Work order: Images excluded, repeat each entry below exactly.

Exercise data:
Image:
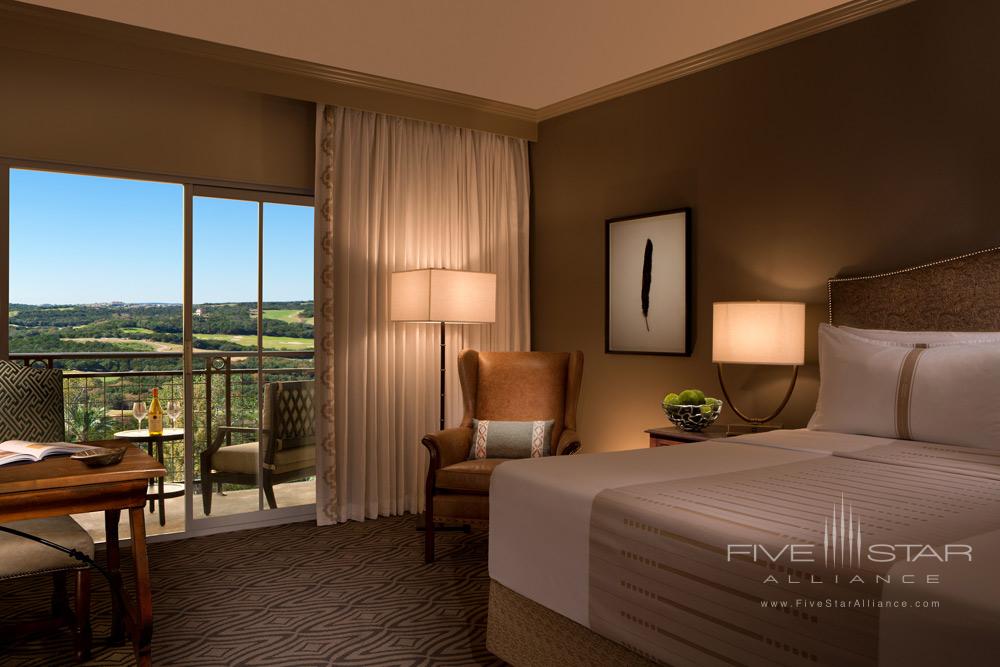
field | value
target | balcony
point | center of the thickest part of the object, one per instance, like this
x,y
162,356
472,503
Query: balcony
x,y
100,388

Your response:
Image:
field | value
target | balcony
point | center of the thickest part of the object, one per instance, like this
x,y
162,356
472,503
Query: balcony
x,y
100,388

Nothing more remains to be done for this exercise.